THE REQUEST:
Rescale the lines from the one containing "[indicate] the cap" through the one containing "(1174, 245)", inclusive, and give only those lines, with their requests. Multiply every point coordinate in the answers by 2.5 and round to whole numbers, rounding halves up.

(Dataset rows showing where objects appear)
[BEGIN]

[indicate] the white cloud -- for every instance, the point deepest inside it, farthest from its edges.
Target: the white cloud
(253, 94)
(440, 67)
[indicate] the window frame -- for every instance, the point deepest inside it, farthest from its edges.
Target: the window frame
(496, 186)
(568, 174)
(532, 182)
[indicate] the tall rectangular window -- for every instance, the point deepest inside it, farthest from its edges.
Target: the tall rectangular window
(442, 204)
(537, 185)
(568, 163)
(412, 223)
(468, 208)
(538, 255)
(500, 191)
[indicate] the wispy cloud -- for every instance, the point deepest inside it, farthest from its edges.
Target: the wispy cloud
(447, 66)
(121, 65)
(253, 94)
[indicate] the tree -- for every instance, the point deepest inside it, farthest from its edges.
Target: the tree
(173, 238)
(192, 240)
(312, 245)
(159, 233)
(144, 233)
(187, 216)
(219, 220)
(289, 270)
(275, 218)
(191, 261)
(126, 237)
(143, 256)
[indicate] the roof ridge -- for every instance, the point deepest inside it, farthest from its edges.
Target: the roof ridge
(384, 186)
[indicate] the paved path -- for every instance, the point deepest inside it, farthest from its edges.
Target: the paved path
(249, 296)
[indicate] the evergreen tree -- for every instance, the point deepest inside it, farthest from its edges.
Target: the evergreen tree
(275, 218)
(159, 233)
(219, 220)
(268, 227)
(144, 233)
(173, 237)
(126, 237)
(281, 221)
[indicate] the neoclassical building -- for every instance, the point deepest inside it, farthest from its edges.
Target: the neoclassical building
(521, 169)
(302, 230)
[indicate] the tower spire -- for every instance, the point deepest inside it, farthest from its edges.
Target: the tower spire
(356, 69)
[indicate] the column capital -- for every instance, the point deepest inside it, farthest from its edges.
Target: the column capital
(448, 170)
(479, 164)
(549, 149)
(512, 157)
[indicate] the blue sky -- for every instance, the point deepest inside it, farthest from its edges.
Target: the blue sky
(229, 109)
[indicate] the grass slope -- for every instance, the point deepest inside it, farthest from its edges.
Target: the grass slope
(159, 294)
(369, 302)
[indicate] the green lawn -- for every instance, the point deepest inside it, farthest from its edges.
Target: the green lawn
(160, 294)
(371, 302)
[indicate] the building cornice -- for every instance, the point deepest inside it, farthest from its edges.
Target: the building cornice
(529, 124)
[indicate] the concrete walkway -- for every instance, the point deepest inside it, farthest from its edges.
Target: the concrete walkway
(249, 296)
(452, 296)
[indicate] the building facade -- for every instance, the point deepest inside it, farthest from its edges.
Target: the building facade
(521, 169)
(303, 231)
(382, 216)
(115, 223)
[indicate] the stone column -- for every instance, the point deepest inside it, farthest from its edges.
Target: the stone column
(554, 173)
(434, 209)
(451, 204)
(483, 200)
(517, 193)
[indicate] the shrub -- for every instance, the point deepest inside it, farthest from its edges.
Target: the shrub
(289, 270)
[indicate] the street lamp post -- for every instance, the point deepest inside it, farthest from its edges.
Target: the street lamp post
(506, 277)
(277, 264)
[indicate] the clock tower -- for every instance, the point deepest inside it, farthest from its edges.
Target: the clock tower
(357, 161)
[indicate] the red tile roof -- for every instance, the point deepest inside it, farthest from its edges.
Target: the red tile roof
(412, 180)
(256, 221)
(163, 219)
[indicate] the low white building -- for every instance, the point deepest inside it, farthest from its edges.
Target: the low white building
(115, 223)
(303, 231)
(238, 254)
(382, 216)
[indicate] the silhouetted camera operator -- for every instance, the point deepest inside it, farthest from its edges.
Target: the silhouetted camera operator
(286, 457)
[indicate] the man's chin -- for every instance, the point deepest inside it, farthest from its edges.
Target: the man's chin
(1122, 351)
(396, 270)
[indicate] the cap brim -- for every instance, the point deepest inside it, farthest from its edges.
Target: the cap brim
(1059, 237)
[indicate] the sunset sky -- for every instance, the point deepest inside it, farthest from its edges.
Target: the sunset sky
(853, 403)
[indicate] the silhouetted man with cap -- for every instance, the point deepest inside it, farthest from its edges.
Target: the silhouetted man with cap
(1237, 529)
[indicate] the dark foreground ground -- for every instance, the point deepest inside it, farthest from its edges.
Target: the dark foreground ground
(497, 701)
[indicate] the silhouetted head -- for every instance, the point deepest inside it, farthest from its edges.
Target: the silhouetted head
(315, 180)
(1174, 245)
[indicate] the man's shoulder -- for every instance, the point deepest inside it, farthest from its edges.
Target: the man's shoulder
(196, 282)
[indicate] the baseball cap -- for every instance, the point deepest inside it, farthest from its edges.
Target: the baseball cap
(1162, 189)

[END]

OUTPUT BELOW:
[indicate] the cap brim -- for every instance, the point deepest inside it, farthest from its edges.
Target: the cap brim
(2648, 593)
[indicate] the sunset sky -- for every instance, the point deepest inside it, farthest from its edges.
Target: the sunset sky
(2133, 1008)
[indicate] the silhouetted man with cap -- for every instance, the point deepest inside it, farthest from its edges.
Target: the silhouetted man with cap
(3093, 1323)
[indicate] the dark foreground ground -- for every instance, the point deepest inside it, farthest from its edges.
Target: the dark foreground ground
(1243, 1753)
[indicate] the silhouetted head -- for every instance, the point deepest inside it, farthest from its edges.
Target: the silhouetted head
(788, 450)
(2935, 613)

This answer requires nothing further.